STATED EXERCISE:
Print every entry exactly as written.
#### EXERCISE MATERIALS ####
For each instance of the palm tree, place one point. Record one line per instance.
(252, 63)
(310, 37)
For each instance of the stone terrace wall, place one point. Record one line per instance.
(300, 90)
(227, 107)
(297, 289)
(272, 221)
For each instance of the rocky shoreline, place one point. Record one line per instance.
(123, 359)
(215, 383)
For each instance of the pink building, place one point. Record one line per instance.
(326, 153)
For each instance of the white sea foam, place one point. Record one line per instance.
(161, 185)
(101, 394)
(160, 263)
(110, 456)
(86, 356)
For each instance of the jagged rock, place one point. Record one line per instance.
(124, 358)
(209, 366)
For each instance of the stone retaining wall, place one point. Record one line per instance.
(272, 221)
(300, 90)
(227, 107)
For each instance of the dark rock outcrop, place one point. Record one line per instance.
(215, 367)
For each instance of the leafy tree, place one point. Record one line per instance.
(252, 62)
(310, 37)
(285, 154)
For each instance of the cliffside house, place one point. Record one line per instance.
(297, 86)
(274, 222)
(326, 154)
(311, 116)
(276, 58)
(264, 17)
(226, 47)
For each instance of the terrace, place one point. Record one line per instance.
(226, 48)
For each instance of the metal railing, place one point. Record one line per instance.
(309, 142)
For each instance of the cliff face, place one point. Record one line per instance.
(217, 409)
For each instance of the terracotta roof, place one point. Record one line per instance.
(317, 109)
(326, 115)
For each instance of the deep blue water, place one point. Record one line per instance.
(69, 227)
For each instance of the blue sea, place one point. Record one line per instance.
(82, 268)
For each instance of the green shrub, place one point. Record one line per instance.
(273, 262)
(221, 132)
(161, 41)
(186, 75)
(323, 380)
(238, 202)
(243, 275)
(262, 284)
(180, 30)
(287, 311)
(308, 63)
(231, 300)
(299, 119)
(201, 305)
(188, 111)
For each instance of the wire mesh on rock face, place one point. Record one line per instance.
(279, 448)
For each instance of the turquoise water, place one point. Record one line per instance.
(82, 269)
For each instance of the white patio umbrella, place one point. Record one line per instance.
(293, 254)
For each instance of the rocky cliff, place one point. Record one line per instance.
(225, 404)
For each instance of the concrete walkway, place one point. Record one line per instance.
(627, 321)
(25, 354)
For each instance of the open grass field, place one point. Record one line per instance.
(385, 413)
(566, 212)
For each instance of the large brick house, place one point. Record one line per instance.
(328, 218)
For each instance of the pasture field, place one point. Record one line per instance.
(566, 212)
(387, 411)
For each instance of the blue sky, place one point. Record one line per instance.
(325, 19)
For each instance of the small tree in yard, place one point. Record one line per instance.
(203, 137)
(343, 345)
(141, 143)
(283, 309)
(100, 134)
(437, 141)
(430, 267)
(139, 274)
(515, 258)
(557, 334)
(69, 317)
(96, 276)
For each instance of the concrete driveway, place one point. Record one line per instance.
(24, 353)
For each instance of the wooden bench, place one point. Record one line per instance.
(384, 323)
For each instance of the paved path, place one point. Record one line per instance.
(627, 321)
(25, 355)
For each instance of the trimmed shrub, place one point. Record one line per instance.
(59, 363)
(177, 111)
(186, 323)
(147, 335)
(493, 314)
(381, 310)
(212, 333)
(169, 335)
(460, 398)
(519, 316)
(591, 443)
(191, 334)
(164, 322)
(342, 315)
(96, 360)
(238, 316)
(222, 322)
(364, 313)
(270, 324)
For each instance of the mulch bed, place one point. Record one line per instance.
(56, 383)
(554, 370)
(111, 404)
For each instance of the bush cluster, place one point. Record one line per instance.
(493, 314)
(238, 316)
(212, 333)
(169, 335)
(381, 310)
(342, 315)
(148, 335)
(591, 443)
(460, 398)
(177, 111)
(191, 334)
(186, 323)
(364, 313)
####
SOLUTION:
For each instance of the palm tree, place one point. Record one line per instance.
(252, 63)
(310, 37)
For each instance of the stone terrace wall, place one point. Record one line per instance.
(300, 90)
(227, 107)
(297, 289)
(272, 221)
For each instance of the rocky shoreline, place one point. Record one line per instance.
(123, 359)
(215, 383)
For each instance of the pink building, place one point. Record one line per instance.
(326, 153)
For each instance of the white sea foam, place one point. Record one line per instance.
(161, 185)
(101, 394)
(160, 263)
(110, 456)
(86, 356)
For each instance of the jagged rock, place one point. Record one line per instance.
(124, 358)
(209, 366)
For each instance of the stone retaining wall, place one point. Record one line per instance.
(272, 221)
(300, 90)
(227, 107)
For each instance of the dark rock outcrop, place one point. Record one line per instance.
(215, 367)
For each instance of the leafy tree, place one point. Record one line per instance.
(252, 62)
(310, 37)
(285, 154)
For each instance of the cliffside house, place one point. Record one line per instance.
(297, 86)
(274, 222)
(326, 154)
(311, 116)
(276, 58)
(264, 17)
(226, 47)
For each instance of the terrace, place one point. Record one line per instance.
(226, 48)
For each instance of the metal railing, place one point. Record one line per instance.
(309, 142)
For each instance of the cliff face, place one point. Record one line per instance.
(217, 409)
For each instance of the terracotta roof, place one point. Record one line per instance.
(317, 109)
(326, 115)
For each instance of the deep blue water, place one point. Record one line per instance.
(69, 227)
For each instance of the blue sea, place one point. Record one line per instance.
(82, 268)
For each instance of the green shrub, place one point. Record one line per instance.
(273, 262)
(221, 132)
(161, 41)
(186, 75)
(323, 380)
(238, 202)
(243, 275)
(262, 284)
(180, 30)
(287, 311)
(308, 63)
(231, 300)
(299, 119)
(201, 305)
(188, 111)
For each instance of the wire mesh on rock face, place one point. Record one line per instance.
(279, 448)
For each instance of the turquoise water, place one point. Record one line per instance.
(82, 269)
For each instance of the white patio umbrella, place one point. Record one line per instance.
(293, 254)
For each instance of the rocky cliff, place one point. Record one line per instance.
(225, 404)
For each instance of the concrete walkway, place one point. Record one line per instance.
(627, 321)
(25, 354)
For each instance of the open grass field, place one point. Record one line per instance.
(385, 413)
(566, 212)
For each instance of the large brick house, place one point. Record one line per instance.
(328, 218)
For each instance of the pasture field, place one point. Record one line per instance.
(566, 212)
(387, 411)
For each instance of the blue sky, place one point. Record one line per instance.
(325, 19)
For each instance of the small tree in yard, place one point. Record one line per instance.
(203, 137)
(343, 345)
(141, 143)
(283, 309)
(100, 134)
(437, 141)
(430, 267)
(139, 274)
(515, 258)
(557, 334)
(69, 317)
(96, 276)
For each instance of the concrete driveway, place one point. Record one line per instance.
(24, 353)
For each instance of the wooden bench, place one point. Record one line per instance.
(384, 323)
For each instance of the paved path, place one point. Record one line per instance.
(627, 321)
(25, 355)
For each instance of the trimmed shrub, place one point. Record one line per instance.
(59, 363)
(177, 111)
(186, 323)
(147, 335)
(493, 314)
(381, 310)
(212, 333)
(169, 335)
(460, 398)
(519, 316)
(591, 443)
(191, 334)
(164, 322)
(342, 315)
(96, 360)
(238, 316)
(222, 322)
(364, 313)
(270, 324)
For each instance of the mulch bed, place one point. Record one line per instance.
(56, 383)
(554, 370)
(111, 404)
For each instance of the bush cluster, place one point. Record one line per instance.
(493, 314)
(238, 316)
(212, 333)
(169, 335)
(381, 310)
(342, 315)
(148, 335)
(591, 443)
(460, 398)
(177, 111)
(191, 334)
(186, 323)
(364, 313)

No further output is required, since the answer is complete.